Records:
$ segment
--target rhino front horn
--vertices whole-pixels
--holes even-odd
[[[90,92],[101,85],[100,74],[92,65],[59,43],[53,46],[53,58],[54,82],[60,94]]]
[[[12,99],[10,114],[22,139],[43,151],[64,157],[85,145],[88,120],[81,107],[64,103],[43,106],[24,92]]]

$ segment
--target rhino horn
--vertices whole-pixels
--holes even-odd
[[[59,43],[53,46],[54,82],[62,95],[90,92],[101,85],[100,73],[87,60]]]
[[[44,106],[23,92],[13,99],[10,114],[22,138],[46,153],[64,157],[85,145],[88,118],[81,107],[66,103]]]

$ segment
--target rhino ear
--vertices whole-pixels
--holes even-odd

---

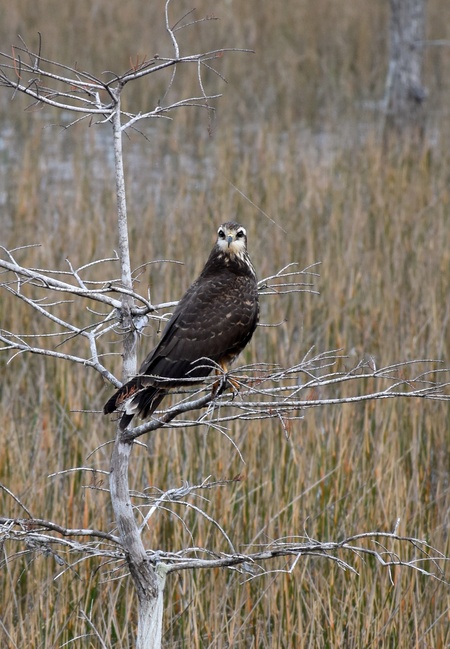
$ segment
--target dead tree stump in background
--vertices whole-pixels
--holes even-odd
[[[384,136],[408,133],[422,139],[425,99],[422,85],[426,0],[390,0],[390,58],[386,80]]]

▸ **What you will do**: Tally the lines of the material above that contain the string "rhino", treating case as significant, and give only the number.

▸ **Completed exercise**: 3